# Task to complete:
Give the number of lines below with "concrete" in them, leaving out anything else.

[Referring expression data]
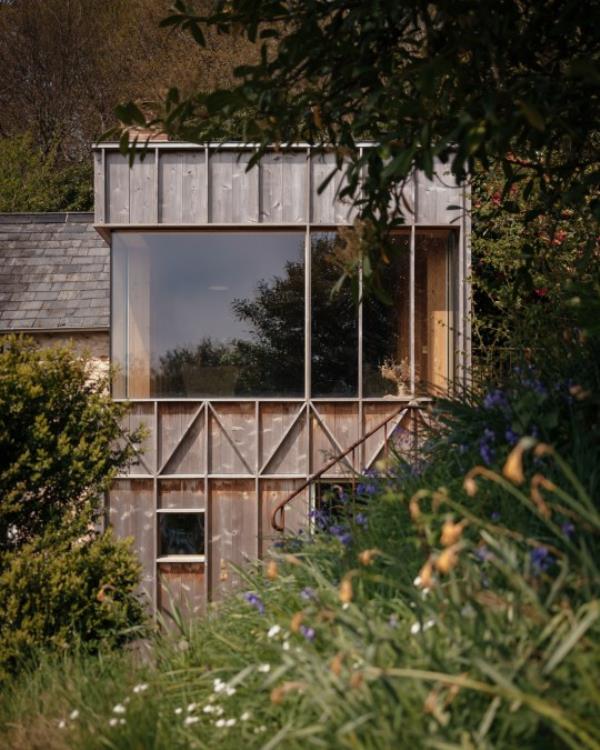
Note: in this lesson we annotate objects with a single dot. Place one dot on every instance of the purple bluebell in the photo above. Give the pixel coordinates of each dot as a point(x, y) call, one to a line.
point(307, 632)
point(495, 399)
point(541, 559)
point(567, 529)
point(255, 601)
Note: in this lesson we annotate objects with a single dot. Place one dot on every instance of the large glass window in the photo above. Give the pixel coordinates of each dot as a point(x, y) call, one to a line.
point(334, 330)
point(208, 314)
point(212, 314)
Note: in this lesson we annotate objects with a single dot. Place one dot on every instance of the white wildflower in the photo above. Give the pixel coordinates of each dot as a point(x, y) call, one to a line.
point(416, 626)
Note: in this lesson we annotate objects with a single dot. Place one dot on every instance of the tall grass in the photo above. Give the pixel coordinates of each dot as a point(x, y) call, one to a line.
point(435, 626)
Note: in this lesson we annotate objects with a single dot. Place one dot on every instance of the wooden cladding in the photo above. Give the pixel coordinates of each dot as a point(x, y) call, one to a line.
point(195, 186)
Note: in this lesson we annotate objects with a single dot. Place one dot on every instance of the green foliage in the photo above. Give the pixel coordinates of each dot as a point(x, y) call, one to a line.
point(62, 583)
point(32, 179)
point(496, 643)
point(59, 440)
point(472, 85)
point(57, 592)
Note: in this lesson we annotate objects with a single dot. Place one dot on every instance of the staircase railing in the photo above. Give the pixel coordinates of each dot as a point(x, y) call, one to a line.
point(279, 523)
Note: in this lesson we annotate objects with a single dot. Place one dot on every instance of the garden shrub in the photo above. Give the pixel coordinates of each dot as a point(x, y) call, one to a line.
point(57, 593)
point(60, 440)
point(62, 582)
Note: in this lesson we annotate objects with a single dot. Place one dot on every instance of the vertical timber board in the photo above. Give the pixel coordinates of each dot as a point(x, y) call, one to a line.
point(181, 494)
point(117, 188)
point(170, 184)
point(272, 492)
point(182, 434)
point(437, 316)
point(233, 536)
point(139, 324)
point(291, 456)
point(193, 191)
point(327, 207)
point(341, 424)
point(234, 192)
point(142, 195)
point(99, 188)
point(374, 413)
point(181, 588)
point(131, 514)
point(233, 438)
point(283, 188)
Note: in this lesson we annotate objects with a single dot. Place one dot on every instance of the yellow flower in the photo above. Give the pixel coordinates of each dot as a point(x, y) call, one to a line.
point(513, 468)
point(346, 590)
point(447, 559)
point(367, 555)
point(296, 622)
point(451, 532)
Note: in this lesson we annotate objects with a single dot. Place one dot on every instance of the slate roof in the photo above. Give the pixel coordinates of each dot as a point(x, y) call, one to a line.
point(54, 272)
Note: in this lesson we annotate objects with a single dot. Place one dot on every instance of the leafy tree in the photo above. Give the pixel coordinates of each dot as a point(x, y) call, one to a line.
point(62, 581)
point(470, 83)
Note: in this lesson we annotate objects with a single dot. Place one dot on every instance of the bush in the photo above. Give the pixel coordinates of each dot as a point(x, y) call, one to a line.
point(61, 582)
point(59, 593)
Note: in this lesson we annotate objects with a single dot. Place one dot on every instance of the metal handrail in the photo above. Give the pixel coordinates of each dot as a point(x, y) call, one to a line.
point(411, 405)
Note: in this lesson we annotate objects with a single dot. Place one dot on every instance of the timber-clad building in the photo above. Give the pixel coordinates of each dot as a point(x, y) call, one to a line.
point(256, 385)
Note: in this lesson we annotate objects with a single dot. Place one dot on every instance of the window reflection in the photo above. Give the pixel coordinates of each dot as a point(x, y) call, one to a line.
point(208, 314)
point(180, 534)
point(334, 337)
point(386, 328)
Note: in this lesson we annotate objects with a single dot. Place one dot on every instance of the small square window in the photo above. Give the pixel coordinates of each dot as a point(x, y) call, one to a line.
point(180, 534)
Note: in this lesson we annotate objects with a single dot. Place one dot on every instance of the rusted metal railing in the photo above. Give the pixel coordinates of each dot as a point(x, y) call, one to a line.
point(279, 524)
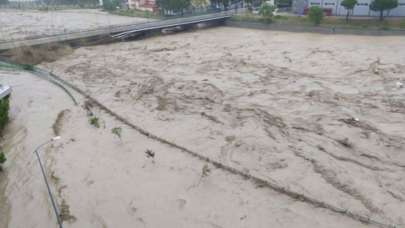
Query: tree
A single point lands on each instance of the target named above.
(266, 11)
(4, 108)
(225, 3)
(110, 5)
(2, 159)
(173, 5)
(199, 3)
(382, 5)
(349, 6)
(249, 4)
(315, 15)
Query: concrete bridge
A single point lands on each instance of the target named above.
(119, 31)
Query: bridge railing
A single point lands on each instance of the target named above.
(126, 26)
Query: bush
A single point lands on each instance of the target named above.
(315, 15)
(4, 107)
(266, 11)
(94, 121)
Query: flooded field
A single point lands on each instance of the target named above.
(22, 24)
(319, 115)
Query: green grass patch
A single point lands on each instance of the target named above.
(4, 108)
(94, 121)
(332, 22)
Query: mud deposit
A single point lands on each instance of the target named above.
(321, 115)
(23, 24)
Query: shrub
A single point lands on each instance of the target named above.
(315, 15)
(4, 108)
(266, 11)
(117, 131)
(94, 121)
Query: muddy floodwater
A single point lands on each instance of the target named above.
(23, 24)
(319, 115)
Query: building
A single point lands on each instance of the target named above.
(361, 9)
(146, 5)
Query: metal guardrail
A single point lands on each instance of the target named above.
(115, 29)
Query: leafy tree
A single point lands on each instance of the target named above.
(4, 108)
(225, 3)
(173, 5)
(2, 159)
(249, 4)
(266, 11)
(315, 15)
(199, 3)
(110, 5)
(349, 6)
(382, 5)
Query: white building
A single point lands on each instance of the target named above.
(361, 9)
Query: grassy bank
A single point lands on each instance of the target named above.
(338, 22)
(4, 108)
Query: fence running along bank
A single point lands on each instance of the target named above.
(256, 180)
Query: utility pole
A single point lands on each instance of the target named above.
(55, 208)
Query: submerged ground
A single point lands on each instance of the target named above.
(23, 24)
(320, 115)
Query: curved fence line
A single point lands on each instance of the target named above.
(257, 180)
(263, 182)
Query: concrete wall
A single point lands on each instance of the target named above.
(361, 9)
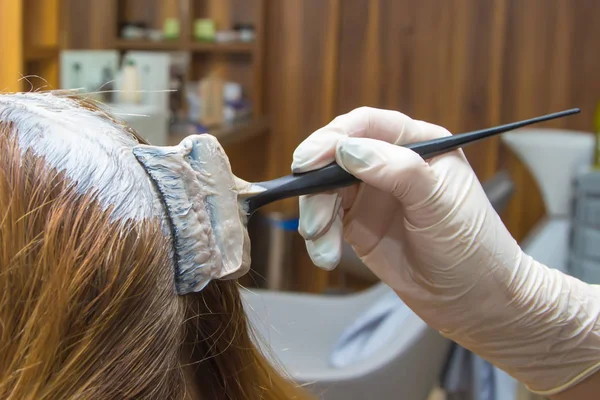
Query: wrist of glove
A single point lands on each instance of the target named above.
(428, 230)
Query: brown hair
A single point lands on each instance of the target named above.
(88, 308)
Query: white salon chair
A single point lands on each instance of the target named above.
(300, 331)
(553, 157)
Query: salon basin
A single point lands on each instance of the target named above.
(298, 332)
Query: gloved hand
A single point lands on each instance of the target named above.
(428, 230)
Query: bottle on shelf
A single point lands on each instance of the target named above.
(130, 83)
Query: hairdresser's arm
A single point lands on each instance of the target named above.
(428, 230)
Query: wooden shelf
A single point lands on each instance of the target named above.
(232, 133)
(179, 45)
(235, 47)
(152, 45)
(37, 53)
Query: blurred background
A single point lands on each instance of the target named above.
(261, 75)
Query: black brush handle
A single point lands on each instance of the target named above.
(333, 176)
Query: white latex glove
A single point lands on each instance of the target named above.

# Response:
2